▸ **SELECTED TEXT**:
Note that neither this approach or the naive approach above is insured against wrong observations, outliers, or missing observations. More work can be done to clean raw occurrence data from the ALA, and in fact a lot of information is given by ALA in terms of data quality that can be used. In the following I use the records as-is.

Implementation in R

First download this file with functions I wrote to do all of the necessary steps:

# Downloads the script into your working directory
url <- "https://bitbucket.org/!api/2.0/snippets/remkoduursma/pp6R4/263ee377b87bf487b3687c90755f7ef658f71151/files/ala_gbif_worldclim_species_envelope.r"
download.file(url, basename(url))
 
# and source
source("ala_gbif_worldclim_species_envelope.r")

Next load the following packages, install from CRAN first if you don’t have them:

library(raster)

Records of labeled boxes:
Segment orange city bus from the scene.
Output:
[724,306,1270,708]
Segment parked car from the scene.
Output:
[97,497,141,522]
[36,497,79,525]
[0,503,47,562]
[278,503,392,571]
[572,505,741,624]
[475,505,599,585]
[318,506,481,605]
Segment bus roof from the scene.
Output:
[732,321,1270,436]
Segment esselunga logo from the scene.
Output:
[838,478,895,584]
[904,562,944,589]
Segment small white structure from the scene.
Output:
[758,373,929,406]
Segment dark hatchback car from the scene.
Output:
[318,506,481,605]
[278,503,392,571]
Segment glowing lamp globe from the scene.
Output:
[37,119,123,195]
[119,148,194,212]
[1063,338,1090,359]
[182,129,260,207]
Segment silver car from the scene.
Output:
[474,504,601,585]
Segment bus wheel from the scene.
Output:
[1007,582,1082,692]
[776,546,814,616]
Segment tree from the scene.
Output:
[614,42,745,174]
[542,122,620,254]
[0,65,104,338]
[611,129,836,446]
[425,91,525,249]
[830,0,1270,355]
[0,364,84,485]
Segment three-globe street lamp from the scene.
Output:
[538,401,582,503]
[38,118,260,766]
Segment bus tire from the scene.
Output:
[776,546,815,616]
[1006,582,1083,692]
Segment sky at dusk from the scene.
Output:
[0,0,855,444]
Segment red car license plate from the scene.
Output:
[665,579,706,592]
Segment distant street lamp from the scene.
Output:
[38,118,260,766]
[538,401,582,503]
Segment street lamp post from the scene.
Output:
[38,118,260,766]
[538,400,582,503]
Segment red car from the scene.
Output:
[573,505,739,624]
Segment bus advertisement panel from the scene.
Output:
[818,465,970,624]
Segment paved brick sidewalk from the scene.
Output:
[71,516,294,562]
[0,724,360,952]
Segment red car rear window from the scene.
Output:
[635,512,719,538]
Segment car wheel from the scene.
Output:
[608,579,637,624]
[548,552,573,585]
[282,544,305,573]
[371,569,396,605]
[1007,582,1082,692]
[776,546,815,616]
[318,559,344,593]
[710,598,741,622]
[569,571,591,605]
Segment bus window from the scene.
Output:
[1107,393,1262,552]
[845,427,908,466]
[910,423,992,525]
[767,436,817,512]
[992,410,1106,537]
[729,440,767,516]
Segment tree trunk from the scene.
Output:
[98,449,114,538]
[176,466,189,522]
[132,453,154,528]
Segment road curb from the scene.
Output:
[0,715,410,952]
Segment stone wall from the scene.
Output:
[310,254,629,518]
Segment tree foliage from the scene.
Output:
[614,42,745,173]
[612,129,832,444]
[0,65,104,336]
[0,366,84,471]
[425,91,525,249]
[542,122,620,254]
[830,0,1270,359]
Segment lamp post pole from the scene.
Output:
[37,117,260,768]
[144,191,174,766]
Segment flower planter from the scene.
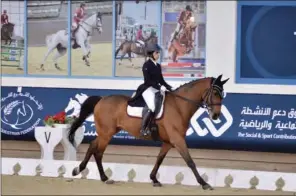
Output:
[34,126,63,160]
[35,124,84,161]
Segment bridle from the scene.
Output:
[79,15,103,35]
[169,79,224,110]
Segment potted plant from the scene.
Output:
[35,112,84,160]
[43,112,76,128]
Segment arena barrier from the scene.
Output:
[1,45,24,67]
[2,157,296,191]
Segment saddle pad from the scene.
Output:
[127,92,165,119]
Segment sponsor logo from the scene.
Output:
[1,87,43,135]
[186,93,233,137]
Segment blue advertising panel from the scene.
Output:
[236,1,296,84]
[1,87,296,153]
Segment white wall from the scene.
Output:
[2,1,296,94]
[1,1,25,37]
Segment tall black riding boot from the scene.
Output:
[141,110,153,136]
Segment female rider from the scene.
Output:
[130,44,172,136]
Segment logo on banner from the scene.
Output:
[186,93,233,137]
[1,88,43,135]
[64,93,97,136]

▸ **PARTS OF THE EXERCISE**:
a: Retype the passage of the R excerpt between "Implementation in R" and "library(raster)", inclusive.
b: Lay out the records between the lines holding "Segment tree from the scene." and "[43,112,76,128]", inclusive, as a two-column CSV with the columns request and boxes, one row per request, placing its text and its answer each in a single quoted field with line breaks replaced by spaces. Leave the pictures out of the result.
The R excerpt and the records are unrelated to each other.

▸ **ANSWERS TO THE PROBLEMS**:
a:
Implementation in R

First download this file with functions I wrote to do all of the necessary steps:

# Downloads the script into your working directory
url <- "https://bitbucket.org/!api/2.0/snippets/remkoduursma/pp6R4/263ee377b87bf487b3687c90755f7ef658f71151/files/ala_gbif_worldclim_species_envelope.r"
download.file(url, basename(url))
 
# and source
source("ala_gbif_worldclim_species_envelope.r")

Next load the following packages, install from CRAN first if you don’t have them:

library(raster)

b:
request,boxes
"Segment tree from the scene. Output:","[614,42,745,174] [542,122,620,254] [0,65,104,338] [611,129,836,446] [425,91,525,249] [830,0,1270,355] [0,364,84,485]"
"Segment three-globe street lamp from the scene. Output:","[538,401,582,503] [38,118,260,766]"
"Segment bus tire from the scene. Output:","[776,546,815,616] [1006,582,1083,692]"
"Segment sky at dusk from the scene. Output:","[0,0,855,444]"
"Segment red car license plate from the scene. Output:","[665,579,706,592]"
"Segment distant street lamp from the scene. Output:","[38,118,260,766] [538,401,582,503]"
"Segment street lamp post from the scene. Output:","[38,118,260,766] [538,400,582,503]"
"Segment red car from the scene. Output:","[573,505,739,624]"
"Segment bus advertisement panel from the scene. Output:","[818,465,970,624]"
"Segment paved brick sidewalk from the scene. Output:","[71,516,294,562] [0,724,360,952]"
"Segment red car rear window from the scene. Output:","[635,512,719,538]"
"Segment car wheel from the scene. Output:","[608,579,637,624] [548,552,573,585] [282,544,305,573] [371,569,396,605] [1007,582,1082,692] [776,546,815,616] [318,559,344,593] [710,598,741,622] [569,571,591,605]"
"Segment bus window from the scene. Output:","[1107,393,1262,552] [845,427,908,466] [910,423,992,525] [767,436,817,512] [992,410,1106,537] [729,440,767,516]"
"Segment tree trunk from the scene. Output:","[98,449,114,538] [176,466,189,522] [132,453,154,528]"
"Segment road curb from the scene. Output:","[0,715,410,952]"
"Segment stone wall from the scene. Output:","[310,254,629,518]"
"Segment tree foliage from the scene. Output:","[614,42,745,173] [612,129,832,444] [0,65,104,336] [0,366,84,471] [425,91,525,249] [542,122,620,254] [830,0,1270,359]"
"Segment lamp post pole from the scene. Output:","[37,117,260,768] [144,191,174,766]"
"Segment flower planter from the scene. Output:","[34,126,63,160] [35,124,84,161]"
"Segment bridle from the scene. Output:","[79,15,103,35] [169,79,224,110]"
"Segment potted plant from the scene. Output:","[35,112,84,160] [43,112,76,128]"